> **Task instructions**
Reproduce the records word for word, with nothing left out.

> **Source data**
++++++++++
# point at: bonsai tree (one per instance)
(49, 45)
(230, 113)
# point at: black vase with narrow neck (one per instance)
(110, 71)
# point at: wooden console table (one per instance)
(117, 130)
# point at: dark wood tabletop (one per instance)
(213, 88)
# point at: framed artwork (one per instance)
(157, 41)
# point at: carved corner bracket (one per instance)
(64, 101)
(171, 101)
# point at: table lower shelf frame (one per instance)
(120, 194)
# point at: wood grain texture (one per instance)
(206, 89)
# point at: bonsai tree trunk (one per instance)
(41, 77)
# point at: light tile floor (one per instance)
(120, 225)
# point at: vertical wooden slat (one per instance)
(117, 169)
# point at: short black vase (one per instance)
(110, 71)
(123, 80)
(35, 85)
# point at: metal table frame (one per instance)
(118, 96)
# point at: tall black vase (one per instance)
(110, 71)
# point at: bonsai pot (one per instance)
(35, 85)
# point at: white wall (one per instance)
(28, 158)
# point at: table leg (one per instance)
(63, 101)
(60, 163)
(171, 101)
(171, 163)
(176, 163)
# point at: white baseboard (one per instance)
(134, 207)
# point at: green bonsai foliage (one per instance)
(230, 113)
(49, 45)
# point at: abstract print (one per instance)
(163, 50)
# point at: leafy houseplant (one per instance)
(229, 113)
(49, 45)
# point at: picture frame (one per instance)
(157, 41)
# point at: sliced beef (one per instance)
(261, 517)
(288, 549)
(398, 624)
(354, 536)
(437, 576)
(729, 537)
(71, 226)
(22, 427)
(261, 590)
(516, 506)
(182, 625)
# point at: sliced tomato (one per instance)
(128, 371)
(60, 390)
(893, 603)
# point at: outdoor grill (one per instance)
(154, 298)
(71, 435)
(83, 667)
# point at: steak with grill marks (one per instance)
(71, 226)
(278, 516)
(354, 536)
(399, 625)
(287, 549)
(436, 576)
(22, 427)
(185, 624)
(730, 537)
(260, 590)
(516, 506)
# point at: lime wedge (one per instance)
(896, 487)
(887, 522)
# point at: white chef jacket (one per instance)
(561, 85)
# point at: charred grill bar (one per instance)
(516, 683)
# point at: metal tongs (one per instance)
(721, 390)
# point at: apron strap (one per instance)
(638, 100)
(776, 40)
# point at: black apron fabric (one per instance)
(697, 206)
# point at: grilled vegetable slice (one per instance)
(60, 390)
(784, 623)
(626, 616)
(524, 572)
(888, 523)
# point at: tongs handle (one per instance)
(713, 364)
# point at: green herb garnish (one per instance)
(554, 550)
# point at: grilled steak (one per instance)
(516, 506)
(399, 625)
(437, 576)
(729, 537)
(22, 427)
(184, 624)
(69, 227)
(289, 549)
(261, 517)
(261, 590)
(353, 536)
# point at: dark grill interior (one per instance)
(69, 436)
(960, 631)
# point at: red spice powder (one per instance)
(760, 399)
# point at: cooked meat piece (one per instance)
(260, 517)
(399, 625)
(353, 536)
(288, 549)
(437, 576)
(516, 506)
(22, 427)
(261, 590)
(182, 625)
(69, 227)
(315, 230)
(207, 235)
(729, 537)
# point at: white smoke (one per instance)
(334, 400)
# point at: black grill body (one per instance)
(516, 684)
++++++++++
> **Task result**
# point at: bonsai tree (one per instance)
(49, 45)
(230, 113)
# point at: black vase with narrow neck (one per instance)
(110, 71)
# point at: wooden console table (one per instance)
(117, 130)
# point at: dark wood tabletop (one per instance)
(213, 88)
# point at: framed artwork (one per instance)
(157, 41)
# point at: carved corner bracket (one per instance)
(64, 101)
(171, 101)
# point at: table lower shelf frame (one per instance)
(120, 194)
# point at: wood grain texture (one per instance)
(206, 89)
# point at: bonsai tree trunk (one per instance)
(41, 77)
# point at: light tile floor (one per instance)
(120, 225)
# point at: vertical wooden slat (one per instance)
(117, 169)
# point at: short black vase (one per instance)
(110, 71)
(123, 80)
(35, 85)
# point at: metal table frame (one per instance)
(118, 96)
# point at: tall black vase (one per instance)
(110, 71)
# point at: bonsai pot (one per instance)
(35, 85)
# point at: white wall (one per instance)
(28, 158)
# point at: table leg (one per instance)
(63, 101)
(60, 163)
(171, 101)
(171, 163)
(176, 163)
# point at: white baseboard (one per instance)
(134, 207)
# point at: green bonsai foliage (one per instance)
(230, 113)
(49, 45)
# point at: abstract print (one per instance)
(163, 50)
# point at: leafy houseplant (one per instance)
(229, 113)
(49, 45)
# point at: picture frame (one per instance)
(157, 41)
# point at: sliced beef (one per instance)
(261, 517)
(288, 549)
(398, 624)
(354, 536)
(437, 576)
(729, 537)
(71, 226)
(22, 427)
(261, 590)
(516, 506)
(182, 625)
# point at: sliced tomato (one per instance)
(128, 371)
(60, 390)
(893, 603)
# point at: outdoor grill (one per instance)
(154, 298)
(71, 435)
(83, 667)
# point at: steak with grill marks (one per instance)
(71, 226)
(278, 516)
(354, 536)
(399, 625)
(287, 549)
(436, 576)
(22, 427)
(185, 624)
(730, 537)
(260, 590)
(516, 506)
# point at: lime wedge (one per instance)
(896, 487)
(887, 522)
# point at: white chef jacket (one per instance)
(561, 85)
# point at: charred grill bar (one per instance)
(516, 683)
# point at: metal tongs (one per instance)
(721, 390)
# point at: apron strap (one per instance)
(638, 100)
(776, 40)
# point at: black apron fabric (one per instance)
(697, 206)
# point at: grilled vegetable slice (one per instance)
(60, 390)
(784, 623)
(626, 616)
(524, 572)
(888, 523)
# point at: tongs handle (one per instance)
(713, 364)
# point at: green herb garnish (one per instance)
(554, 550)
# point at: grilled steak (one per instance)
(516, 506)
(399, 625)
(437, 576)
(729, 537)
(22, 427)
(184, 624)
(69, 227)
(289, 549)
(261, 517)
(261, 590)
(353, 536)
# point at: dark grill interior (one per instance)
(69, 436)
(960, 631)
# point at: red spice powder (one per instance)
(760, 399)
# point at: cooked meat piece (one per instance)
(260, 517)
(399, 625)
(353, 536)
(288, 549)
(437, 576)
(516, 506)
(22, 427)
(261, 590)
(182, 625)
(69, 227)
(315, 230)
(207, 235)
(729, 537)
# point at: white smoke (one per instance)
(334, 400)
# point at: black grill body (one per instance)
(516, 684)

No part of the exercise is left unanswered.